#### [Short task 1]
Copy the listing from its first line down to the line that contains "[[[6,1],[1,61],[0,284],[635,284],[632,0]]]", and include both of those lines.

#### [Excerpt provided]
Start
Page 1 of 1

HTML To Docx adds extra spaces for the table

PostPosted: Sun Nov 24, 2019 4:37 pm
by kapil
My use Cases : Use HTML string and convert it to a docx.

I am using the following code to create a document

Code: Select all
inputfilepath1 = HTML File contains following String
<table>
    <tbody>
      <tr>
        <td>
         <span>Serious Adverse Event</span>
         </td>
    </tr>
    </tbody>
  </table>



Code to generate the word file
Code: Select all
Body body = wordMLPackage.getMainDocumentPart().getJaxbElement().getBody();
XHTMLImporterImpl xHTMLImporter = new XHTMLImporterImpl(wordMLPackage);
wordMLPackage.getMainDocumentPart().getContent().addAll(xHTMLImporter.convert(new File(inputfilepath1), null));
System.out.println(XmlUtils.marshaltoString(wordMLPackage.getMainDocumentPart().getJaxbElement(), true,true));

File output1 = new java.io.File("C:\\html_table.docx");
wordMLPackage.save(output1);



XML String generated in my code , I noticed the following text :
Code: Select all
<w:t>Serious Adverse Event</w:t>


When I view the OpenXML of the generated document ( attached here) for the same text I noticed an extra attribute xml:preserve has been added.
Code: Select all

<w:t xml:space="preserve">                     Serious Adverse Event          </w:t>


Is this an expected behavior ? Is there a way I can disable this extra attribute for my HTML fragment ?

Please let me know if there are any other alternatives to do so ?

Re: HTML To Docx adds extra spaces for the table

PostPosted: Wed Nov 27, 2019 7:10 am
by kapil
I was able to resolve this my removing all white spaces, \n , \t between HTML tags and then the alignment was fine.

Problem was not related to <w:t xml:space="preserve"> .
End
#### [Short task 2]
Answer these questions about the forum thread:
(a) On what date was the first post made?
(b) What text sits inside the span in the HTML string?
(c) What did the poster remove between the HTML tags to fix the alignment?

#### [Excerpted data]
Start
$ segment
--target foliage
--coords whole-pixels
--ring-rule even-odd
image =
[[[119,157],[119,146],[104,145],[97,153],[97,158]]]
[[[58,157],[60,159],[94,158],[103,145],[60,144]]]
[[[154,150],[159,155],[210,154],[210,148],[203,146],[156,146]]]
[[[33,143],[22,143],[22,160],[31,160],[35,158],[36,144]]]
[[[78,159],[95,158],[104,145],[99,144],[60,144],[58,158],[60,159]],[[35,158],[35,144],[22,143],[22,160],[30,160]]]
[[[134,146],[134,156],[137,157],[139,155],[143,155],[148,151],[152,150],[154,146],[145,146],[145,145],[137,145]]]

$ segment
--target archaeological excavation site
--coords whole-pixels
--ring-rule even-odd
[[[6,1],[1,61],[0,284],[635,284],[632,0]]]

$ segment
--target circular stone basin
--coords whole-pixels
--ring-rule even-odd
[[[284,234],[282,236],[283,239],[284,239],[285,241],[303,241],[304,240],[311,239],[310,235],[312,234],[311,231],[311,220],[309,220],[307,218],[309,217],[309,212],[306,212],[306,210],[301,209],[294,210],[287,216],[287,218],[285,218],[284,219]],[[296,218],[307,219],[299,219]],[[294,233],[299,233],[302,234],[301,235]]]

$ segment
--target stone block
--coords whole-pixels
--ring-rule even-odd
End
#### [Written solution 1]
$ segment
--target foliage
--coords whole-pixels
--ring-rule even-odd
image =
[[[119,157],[119,146],[104,145],[97,153],[97,158]]]
[[[58,157],[60,159],[94,158],[103,145],[60,144]]]
[[[154,150],[159,155],[210,154],[210,148],[203,146],[156,146]]]
[[[33,143],[22,143],[22,160],[31,160],[35,158],[36,144]]]
[[[78,159],[95,158],[104,145],[99,144],[60,144],[58,158],[60,159]],[[35,158],[35,144],[22,143],[22,160],[30,160]]]
[[[134,146],[134,156],[137,157],[139,155],[143,155],[148,151],[152,150],[154,146],[145,146],[145,145],[137,145]]]

$ segment
--target archaeological excavation site
--coords whole-pixels
--ring-rule even-odd
[[[6,1],[1,61],[0,284],[635,284],[632,0]]]

#### [Written solution 2]
(a) Sun Nov 24, 2019
(b) Serious Adverse Event
(c) All white spaces, \n, and \t